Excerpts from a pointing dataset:
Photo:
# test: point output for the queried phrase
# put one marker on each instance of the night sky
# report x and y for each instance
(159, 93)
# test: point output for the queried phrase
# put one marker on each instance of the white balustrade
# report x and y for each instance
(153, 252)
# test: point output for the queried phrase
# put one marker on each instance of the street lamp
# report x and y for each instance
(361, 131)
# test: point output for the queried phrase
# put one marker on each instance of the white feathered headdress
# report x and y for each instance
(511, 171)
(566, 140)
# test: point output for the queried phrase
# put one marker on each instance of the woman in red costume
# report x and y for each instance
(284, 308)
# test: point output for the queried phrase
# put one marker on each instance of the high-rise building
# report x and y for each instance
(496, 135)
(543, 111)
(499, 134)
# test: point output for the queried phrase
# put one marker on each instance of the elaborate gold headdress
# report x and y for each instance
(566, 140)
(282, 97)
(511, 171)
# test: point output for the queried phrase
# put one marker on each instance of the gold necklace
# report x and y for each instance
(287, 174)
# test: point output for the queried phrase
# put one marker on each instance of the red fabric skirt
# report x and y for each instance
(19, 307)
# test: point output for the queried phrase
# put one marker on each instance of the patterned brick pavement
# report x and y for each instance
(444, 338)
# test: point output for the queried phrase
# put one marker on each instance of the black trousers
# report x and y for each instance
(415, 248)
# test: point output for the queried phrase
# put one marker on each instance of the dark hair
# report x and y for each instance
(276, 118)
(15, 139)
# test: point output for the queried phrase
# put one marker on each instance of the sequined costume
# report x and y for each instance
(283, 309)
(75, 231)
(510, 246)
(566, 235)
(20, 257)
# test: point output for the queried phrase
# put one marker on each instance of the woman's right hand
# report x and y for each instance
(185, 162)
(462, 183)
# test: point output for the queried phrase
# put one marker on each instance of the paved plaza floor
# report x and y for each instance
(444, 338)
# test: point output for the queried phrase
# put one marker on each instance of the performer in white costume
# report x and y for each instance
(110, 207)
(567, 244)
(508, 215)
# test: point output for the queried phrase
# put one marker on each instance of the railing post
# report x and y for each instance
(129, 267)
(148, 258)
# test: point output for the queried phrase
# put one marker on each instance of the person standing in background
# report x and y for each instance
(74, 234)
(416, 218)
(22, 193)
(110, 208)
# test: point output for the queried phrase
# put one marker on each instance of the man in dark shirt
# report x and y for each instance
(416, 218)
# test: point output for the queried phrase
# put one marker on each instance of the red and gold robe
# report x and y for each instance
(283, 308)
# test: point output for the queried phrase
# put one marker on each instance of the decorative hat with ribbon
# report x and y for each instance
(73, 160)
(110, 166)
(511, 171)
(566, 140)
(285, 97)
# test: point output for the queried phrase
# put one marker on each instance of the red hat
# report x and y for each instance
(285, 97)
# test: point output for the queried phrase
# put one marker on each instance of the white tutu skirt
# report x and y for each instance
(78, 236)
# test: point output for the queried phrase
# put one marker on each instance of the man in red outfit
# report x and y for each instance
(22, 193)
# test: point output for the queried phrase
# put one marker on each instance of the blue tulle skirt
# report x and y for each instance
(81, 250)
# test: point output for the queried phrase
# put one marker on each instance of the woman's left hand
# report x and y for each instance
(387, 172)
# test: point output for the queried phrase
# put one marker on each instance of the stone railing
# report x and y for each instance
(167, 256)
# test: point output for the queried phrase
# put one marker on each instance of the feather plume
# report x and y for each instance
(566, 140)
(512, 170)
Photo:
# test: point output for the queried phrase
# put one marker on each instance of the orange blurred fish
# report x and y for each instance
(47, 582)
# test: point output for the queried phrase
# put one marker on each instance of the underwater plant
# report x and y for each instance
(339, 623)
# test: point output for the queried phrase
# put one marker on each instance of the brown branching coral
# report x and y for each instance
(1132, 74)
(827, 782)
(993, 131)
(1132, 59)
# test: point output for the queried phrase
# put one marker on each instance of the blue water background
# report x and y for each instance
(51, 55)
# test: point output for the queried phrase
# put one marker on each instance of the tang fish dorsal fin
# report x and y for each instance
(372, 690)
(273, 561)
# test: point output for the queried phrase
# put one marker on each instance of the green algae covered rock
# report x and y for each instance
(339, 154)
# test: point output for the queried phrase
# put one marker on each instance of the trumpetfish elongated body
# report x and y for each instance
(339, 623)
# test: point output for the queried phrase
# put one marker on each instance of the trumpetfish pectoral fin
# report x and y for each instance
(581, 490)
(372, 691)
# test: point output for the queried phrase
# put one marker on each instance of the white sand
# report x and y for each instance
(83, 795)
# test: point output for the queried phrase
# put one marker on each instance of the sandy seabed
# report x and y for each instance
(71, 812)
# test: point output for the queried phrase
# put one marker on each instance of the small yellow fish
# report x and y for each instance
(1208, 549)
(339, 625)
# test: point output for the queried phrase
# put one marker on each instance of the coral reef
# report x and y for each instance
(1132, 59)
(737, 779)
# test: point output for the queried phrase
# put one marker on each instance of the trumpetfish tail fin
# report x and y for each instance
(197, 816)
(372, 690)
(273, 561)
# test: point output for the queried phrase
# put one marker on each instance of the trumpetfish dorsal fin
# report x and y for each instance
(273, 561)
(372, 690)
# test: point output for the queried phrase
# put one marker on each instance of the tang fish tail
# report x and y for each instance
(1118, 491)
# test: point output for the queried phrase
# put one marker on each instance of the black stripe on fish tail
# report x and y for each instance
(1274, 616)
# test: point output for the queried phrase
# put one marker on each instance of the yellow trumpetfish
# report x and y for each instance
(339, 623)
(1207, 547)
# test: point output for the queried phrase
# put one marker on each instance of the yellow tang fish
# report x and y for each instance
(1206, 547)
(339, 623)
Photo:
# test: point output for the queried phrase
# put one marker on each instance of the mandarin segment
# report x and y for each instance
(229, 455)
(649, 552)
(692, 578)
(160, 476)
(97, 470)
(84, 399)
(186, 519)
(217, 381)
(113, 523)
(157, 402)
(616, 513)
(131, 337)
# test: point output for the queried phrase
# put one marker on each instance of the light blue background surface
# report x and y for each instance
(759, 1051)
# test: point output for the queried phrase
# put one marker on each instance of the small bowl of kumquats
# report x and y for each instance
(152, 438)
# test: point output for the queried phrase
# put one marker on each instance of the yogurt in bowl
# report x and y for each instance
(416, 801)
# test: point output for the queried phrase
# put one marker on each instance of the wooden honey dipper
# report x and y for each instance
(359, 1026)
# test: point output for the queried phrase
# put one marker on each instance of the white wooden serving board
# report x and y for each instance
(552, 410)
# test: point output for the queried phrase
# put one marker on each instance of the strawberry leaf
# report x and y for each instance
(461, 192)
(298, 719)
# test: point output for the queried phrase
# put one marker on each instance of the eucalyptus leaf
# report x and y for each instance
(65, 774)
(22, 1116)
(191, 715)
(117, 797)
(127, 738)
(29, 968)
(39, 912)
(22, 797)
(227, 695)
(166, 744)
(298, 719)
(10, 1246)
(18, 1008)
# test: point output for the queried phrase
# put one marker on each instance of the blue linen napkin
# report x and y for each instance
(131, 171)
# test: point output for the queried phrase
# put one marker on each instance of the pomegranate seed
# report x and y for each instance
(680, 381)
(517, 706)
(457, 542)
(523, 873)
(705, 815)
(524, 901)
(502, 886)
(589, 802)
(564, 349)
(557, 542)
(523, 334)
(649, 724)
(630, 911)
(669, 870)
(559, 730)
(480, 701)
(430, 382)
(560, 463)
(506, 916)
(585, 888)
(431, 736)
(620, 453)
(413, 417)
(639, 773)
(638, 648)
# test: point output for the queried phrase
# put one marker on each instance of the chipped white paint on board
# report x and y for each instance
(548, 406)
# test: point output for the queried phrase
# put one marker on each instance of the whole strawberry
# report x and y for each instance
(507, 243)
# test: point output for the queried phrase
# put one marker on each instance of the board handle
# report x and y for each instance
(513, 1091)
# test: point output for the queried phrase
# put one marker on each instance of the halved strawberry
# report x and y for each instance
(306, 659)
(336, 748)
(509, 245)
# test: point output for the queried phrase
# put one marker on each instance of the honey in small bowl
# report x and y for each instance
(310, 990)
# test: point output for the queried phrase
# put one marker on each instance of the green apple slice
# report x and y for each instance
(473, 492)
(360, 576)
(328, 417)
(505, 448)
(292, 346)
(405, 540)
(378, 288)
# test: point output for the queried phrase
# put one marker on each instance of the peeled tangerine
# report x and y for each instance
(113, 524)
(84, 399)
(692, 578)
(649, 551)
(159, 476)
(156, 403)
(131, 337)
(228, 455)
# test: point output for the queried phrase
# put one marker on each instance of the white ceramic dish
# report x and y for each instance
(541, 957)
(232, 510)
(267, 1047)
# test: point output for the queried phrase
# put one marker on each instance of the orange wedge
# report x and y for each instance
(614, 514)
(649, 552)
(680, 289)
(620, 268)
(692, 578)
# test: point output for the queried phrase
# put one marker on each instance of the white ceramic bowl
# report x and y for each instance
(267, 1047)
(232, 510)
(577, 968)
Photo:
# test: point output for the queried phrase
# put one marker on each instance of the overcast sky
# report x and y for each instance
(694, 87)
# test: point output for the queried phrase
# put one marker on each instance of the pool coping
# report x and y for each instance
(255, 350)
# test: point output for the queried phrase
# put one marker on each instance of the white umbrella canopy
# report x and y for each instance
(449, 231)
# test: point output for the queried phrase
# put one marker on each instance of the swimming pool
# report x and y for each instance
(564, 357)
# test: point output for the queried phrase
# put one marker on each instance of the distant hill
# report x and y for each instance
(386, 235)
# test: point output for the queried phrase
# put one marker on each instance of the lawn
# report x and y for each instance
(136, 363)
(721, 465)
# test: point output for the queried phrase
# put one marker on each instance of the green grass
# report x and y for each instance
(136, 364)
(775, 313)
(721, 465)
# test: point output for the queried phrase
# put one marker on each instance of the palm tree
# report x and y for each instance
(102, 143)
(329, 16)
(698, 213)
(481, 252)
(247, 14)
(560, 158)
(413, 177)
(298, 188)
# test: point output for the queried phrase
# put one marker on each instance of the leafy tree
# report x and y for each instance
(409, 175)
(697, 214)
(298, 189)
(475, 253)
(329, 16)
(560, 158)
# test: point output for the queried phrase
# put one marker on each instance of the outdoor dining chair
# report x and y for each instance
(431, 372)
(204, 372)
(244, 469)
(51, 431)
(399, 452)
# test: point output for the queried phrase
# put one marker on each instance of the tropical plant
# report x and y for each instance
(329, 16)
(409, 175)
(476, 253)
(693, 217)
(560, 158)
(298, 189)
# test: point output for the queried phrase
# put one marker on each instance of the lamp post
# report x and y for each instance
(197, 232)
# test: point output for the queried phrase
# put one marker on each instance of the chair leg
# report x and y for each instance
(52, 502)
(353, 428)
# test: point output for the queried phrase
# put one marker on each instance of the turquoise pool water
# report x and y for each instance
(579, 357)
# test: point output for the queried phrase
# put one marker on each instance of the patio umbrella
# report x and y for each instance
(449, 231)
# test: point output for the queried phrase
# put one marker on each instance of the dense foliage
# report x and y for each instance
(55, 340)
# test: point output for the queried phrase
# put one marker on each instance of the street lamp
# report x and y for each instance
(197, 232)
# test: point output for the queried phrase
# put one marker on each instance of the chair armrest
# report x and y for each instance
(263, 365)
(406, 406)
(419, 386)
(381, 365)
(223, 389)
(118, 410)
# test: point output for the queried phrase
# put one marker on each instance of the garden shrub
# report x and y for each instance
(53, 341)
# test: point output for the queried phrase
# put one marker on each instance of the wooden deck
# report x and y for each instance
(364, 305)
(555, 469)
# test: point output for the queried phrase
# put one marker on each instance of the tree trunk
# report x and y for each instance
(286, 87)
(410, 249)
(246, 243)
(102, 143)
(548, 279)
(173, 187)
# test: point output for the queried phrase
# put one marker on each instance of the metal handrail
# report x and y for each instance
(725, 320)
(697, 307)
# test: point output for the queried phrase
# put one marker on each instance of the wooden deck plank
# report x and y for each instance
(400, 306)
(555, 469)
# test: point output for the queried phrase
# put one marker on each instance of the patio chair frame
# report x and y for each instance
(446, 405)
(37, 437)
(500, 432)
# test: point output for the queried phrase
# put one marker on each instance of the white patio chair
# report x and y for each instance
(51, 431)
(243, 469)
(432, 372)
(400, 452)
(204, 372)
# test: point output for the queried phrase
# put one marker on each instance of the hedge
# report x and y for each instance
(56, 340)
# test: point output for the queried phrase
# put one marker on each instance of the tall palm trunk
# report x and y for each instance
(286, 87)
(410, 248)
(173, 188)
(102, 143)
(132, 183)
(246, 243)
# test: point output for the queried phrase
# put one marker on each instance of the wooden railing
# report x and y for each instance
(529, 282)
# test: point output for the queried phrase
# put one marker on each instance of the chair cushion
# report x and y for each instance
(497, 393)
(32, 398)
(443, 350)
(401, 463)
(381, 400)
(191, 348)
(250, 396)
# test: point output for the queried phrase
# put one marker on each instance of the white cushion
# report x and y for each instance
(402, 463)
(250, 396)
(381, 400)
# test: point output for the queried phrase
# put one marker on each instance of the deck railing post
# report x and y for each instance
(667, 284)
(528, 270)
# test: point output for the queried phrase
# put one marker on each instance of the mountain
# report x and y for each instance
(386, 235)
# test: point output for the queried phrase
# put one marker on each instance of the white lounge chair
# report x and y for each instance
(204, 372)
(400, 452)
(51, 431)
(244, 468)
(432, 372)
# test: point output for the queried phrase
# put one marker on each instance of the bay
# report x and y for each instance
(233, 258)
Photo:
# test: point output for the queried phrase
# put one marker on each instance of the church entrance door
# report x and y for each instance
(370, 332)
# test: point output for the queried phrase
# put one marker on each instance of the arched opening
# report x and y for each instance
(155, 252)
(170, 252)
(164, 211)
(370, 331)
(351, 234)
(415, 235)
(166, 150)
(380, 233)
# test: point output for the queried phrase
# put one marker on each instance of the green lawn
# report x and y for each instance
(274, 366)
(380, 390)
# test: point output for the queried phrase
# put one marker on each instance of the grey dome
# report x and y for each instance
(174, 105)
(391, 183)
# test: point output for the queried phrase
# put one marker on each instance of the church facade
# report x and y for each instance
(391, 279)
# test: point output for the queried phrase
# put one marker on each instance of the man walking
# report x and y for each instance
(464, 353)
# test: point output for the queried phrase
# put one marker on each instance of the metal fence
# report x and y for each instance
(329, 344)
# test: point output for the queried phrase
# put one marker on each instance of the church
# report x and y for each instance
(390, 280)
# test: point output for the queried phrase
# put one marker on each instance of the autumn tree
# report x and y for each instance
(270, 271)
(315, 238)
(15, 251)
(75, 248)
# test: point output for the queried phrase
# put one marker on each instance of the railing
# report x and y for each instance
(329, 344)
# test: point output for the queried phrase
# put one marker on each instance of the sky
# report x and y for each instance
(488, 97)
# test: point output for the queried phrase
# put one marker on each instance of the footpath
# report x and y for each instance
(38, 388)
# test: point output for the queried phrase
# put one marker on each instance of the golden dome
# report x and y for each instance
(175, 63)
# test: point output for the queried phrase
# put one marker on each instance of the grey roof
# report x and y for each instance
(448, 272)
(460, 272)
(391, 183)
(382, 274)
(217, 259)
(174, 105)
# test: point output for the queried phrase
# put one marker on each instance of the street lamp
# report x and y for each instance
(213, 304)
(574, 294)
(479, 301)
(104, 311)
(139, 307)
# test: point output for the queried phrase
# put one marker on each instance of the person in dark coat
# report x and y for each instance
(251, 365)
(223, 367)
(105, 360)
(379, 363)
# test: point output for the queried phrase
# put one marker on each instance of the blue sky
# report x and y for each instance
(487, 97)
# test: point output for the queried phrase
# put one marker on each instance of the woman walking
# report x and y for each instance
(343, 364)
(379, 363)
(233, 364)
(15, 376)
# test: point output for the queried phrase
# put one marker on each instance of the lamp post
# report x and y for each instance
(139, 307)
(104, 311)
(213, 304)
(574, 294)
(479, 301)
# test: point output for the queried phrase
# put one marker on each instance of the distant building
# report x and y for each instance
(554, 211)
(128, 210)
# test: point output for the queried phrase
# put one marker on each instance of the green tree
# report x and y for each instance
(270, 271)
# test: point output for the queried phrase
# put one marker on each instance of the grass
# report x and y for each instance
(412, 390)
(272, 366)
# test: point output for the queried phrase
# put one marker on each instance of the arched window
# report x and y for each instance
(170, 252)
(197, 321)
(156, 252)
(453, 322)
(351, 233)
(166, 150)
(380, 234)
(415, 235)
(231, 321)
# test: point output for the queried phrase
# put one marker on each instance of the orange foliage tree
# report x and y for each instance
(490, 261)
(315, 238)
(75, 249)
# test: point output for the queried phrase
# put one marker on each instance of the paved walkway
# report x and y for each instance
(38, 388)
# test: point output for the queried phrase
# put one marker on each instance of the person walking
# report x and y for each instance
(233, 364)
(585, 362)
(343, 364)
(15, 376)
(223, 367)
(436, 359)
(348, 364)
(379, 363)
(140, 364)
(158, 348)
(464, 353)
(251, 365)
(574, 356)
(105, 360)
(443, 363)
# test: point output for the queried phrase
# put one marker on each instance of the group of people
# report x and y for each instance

> _Task directions_
Please count the rows above that contain the word "costume" and give only that number.

> _Complete answer_
3